**Instructions to follow**
Examine the entries and show every line in which the word "rainbow" is found.
══ Records provided
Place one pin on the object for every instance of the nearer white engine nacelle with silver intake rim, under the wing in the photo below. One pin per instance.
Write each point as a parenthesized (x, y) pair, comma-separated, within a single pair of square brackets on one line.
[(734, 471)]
════
══ Records provided
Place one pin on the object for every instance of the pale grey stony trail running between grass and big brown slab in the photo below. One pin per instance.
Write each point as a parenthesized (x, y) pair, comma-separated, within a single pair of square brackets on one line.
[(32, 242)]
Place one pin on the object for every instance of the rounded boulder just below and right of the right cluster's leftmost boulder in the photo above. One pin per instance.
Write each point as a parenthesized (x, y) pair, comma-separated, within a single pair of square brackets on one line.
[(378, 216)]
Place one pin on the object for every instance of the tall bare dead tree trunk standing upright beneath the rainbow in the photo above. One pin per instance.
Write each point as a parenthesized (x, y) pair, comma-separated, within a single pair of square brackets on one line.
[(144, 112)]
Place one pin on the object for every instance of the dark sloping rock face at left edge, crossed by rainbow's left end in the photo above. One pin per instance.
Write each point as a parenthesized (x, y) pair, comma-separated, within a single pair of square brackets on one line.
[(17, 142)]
════
**Reply**
Place one pin on the object for every instance of the tall bare dead tree trunk standing upright beneath the rainbow in the photo above. One pin per instance.
Place one pin on the object for every instance of the dark sloping rock face at left edge, crossed by rainbow's left end in the photo above. One pin per instance.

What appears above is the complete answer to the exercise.